:: Requirements ::
Reproduce verbatim every line from the one that includes "Reviewer note: see that each instance of the durian skin" to the closing line of the entries; omit everything before it.

:: Records from a data collection ::
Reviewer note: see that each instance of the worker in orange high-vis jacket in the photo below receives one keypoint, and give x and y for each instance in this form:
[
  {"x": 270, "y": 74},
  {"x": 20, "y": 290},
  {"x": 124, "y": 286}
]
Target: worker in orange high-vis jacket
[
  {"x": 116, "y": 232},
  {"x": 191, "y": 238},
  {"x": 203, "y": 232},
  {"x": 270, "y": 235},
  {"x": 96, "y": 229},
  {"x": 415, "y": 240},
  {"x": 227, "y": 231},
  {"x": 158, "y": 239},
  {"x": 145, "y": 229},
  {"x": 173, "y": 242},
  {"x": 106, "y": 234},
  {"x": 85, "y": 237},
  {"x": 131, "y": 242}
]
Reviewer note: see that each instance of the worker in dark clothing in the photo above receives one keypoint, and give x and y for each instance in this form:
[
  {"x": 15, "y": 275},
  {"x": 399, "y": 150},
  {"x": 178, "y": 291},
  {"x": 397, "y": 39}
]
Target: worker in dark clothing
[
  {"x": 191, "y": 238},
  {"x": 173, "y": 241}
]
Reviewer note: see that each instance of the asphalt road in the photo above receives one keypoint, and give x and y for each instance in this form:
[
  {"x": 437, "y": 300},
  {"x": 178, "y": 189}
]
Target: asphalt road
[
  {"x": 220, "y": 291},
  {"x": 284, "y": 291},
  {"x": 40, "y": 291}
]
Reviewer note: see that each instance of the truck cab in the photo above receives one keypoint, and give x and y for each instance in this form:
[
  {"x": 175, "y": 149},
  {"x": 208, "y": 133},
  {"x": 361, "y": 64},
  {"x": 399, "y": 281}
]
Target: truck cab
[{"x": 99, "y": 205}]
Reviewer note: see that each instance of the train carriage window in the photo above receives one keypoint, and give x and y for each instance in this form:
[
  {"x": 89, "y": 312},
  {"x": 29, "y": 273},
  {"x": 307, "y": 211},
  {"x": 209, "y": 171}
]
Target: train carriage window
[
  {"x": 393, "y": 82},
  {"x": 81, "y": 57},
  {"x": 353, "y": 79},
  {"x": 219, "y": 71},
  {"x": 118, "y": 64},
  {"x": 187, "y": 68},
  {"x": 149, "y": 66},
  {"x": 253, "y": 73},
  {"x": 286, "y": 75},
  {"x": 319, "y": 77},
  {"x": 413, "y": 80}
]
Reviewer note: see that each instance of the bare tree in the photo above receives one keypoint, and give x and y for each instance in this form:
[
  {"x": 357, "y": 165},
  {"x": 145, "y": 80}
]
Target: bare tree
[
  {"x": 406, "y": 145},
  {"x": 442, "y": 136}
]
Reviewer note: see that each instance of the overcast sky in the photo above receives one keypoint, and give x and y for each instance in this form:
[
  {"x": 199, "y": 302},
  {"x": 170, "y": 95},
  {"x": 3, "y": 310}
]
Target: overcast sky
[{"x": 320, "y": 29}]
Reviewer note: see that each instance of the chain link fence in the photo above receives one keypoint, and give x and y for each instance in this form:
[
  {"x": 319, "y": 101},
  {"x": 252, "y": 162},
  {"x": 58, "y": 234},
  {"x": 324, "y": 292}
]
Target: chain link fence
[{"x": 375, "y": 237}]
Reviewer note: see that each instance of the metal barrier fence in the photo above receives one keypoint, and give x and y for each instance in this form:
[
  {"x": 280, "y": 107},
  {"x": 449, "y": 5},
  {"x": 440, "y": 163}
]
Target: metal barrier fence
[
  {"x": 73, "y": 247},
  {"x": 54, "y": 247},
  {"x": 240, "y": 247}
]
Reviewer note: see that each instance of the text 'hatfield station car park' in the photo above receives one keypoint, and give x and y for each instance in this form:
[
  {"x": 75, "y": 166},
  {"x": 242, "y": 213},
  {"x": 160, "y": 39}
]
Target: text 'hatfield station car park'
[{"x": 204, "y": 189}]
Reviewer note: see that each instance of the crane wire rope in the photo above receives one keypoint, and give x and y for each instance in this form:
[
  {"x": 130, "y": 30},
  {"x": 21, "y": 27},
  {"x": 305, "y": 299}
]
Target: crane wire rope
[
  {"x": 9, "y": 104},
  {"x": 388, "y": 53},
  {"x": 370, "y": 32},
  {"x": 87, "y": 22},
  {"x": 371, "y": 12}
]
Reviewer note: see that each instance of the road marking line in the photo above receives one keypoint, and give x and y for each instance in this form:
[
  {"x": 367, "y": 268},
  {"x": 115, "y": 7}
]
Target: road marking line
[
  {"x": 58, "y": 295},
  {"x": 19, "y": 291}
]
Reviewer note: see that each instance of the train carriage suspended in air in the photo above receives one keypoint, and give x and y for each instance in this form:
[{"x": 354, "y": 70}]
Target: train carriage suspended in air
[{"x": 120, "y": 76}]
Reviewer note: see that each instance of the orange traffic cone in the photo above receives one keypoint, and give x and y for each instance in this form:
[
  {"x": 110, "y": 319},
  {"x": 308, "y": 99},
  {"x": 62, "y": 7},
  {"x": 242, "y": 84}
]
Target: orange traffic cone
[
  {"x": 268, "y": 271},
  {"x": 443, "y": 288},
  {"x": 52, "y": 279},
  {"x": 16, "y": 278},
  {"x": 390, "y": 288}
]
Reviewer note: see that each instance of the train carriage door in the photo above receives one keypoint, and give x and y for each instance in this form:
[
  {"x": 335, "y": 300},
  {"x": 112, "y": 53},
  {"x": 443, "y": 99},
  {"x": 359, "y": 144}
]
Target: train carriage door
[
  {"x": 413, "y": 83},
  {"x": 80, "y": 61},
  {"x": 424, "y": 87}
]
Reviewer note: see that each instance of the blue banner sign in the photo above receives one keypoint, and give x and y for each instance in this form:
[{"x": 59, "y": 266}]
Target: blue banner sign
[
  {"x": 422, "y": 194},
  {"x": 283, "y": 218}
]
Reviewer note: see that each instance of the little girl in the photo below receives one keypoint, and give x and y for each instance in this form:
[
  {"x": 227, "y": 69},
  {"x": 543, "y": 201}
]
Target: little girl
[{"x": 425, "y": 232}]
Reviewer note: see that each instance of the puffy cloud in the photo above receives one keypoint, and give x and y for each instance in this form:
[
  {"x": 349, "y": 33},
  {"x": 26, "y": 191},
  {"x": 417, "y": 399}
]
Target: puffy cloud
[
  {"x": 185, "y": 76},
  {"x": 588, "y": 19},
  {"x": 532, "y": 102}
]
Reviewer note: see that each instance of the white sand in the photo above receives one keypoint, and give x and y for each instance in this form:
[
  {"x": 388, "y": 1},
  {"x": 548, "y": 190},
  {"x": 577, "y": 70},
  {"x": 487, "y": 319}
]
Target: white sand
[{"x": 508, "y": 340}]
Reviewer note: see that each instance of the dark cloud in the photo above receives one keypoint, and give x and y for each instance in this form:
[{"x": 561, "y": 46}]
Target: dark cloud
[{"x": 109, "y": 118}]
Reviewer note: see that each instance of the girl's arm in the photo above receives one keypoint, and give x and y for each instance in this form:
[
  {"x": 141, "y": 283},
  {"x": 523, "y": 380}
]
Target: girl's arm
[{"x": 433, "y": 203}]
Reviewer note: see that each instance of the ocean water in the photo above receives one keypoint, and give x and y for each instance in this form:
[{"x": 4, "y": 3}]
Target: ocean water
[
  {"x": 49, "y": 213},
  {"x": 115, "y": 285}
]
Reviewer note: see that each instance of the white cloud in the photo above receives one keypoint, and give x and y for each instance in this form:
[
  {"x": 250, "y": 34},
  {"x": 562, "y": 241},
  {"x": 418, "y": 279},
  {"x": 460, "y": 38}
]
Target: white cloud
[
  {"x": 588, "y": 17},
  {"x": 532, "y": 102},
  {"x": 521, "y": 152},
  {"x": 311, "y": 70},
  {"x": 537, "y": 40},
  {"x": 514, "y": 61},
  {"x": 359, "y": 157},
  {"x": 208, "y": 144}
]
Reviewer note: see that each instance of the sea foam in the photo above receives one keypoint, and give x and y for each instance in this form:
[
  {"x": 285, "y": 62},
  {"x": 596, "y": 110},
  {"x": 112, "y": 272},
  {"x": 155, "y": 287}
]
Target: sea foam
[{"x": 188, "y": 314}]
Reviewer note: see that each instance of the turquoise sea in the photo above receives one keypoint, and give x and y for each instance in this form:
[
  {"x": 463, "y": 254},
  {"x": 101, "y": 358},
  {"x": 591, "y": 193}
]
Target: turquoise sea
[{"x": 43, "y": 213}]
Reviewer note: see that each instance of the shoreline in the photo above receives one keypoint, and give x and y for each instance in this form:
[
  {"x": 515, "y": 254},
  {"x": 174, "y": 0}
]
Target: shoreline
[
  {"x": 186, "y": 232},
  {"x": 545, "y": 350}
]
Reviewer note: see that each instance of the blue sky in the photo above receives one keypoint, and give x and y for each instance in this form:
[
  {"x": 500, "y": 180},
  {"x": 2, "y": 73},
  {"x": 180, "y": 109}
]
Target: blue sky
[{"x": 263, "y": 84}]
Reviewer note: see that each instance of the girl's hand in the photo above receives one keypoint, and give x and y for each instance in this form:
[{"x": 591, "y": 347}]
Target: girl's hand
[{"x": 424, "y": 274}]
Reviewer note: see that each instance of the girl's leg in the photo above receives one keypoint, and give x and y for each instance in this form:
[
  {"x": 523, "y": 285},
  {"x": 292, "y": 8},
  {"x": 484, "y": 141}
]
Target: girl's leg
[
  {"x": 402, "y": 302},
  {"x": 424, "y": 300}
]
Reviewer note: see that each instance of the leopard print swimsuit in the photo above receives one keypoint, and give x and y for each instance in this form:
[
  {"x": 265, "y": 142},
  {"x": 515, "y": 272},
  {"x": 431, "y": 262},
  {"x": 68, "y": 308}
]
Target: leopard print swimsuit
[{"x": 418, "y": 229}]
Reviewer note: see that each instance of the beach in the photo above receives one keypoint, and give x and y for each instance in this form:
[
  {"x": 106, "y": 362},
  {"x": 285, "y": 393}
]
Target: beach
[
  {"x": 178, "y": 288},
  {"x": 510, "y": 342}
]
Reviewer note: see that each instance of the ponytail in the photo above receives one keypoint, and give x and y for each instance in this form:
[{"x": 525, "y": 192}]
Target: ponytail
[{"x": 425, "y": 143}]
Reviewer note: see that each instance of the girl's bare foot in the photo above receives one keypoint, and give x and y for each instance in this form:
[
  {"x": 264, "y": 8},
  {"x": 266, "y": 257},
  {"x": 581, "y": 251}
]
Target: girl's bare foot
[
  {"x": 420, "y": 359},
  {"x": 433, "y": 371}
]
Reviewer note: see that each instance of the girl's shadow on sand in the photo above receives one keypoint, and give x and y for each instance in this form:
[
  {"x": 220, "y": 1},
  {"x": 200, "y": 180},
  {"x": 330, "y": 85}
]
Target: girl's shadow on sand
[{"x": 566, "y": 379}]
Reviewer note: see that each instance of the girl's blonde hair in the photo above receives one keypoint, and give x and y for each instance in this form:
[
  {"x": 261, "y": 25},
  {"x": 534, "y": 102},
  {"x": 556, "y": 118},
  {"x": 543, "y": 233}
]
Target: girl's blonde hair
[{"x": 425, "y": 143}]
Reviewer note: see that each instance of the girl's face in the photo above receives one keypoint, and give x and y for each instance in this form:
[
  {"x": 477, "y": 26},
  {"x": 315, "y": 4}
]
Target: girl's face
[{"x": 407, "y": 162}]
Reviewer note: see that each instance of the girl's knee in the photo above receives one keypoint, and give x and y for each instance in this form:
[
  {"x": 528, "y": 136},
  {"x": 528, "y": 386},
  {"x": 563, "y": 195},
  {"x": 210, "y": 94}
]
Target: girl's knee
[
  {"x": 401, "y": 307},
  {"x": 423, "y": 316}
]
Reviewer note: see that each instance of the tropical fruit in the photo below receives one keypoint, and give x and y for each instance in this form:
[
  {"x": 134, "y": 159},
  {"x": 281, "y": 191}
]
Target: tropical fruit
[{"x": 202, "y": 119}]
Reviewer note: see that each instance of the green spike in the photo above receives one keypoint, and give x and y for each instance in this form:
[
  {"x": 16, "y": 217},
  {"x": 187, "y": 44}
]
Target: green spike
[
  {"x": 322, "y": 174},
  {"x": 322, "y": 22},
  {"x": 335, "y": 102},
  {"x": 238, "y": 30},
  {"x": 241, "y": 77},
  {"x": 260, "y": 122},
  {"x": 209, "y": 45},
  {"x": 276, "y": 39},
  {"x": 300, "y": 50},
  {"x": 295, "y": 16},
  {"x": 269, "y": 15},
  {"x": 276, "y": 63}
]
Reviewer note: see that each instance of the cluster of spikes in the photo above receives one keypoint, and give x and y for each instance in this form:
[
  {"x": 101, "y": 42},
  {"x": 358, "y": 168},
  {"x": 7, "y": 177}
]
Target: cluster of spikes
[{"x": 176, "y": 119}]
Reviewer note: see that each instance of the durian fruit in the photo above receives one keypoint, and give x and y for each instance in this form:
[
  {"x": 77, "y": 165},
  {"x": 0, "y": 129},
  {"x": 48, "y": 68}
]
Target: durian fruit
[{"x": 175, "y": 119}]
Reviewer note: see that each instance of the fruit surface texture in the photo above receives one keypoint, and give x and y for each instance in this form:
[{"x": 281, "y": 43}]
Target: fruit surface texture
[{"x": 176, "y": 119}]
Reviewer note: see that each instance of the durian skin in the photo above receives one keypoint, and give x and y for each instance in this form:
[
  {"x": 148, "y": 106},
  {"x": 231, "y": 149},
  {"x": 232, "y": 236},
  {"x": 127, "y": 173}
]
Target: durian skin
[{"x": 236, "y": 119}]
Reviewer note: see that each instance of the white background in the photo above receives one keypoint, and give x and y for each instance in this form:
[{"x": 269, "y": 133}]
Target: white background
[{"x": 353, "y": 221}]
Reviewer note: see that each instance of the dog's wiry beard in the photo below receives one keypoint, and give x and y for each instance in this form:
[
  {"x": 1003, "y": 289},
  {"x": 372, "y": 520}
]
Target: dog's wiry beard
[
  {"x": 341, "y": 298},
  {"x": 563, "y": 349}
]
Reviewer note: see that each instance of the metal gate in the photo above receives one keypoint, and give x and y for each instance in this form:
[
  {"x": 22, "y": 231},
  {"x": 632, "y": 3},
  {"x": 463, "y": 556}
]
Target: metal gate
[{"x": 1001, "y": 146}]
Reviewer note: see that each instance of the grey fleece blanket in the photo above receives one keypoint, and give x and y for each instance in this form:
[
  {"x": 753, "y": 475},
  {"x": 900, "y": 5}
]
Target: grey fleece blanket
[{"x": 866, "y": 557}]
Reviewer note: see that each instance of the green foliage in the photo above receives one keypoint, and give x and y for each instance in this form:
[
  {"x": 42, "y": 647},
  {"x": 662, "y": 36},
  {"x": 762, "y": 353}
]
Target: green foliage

:: Reply ::
Reviewer note: see that each instance of the durian skin in the photo above receives one keypoint, and give x and y for each instance in this form:
[
  {"x": 148, "y": 106},
  {"x": 231, "y": 149},
  {"x": 232, "y": 236},
  {"x": 127, "y": 173}
]
Target: durian skin
[{"x": 236, "y": 119}]
Reviewer note: see that each instance of the white background in the photo above receives one keypoint, and give x and y for each instance in this form:
[{"x": 269, "y": 133}]
Target: white background
[{"x": 353, "y": 221}]
Reviewer note: see that each instance of the dog's wiry beard in the photo below receives one keypoint, and give x and y for each instance in this form:
[
  {"x": 1003, "y": 289},
  {"x": 372, "y": 520}
]
Target: dog's wiry beard
[
  {"x": 341, "y": 298},
  {"x": 563, "y": 349}
]
Reviewer note: see that each instance of the metal gate in the photo above receives one keypoint, and give x and y for each instance in this form:
[
  {"x": 22, "y": 231},
  {"x": 632, "y": 3},
  {"x": 463, "y": 556}
]
Target: metal gate
[{"x": 1001, "y": 146}]
Reviewer note: see that each instance of the grey fleece blanket in the photo above receives one keypoint, and give x and y for each instance in this form:
[
  {"x": 753, "y": 475},
  {"x": 900, "y": 5}
]
Target: grey fleece blanket
[{"x": 866, "y": 557}]
Reviewer note: see that each instance of the green foliage in the photo above receives one keypoint, and give x and y for each instance in this form:
[
  {"x": 42, "y": 647},
  {"x": 662, "y": 36},
  {"x": 762, "y": 353}
]
Target: green foliage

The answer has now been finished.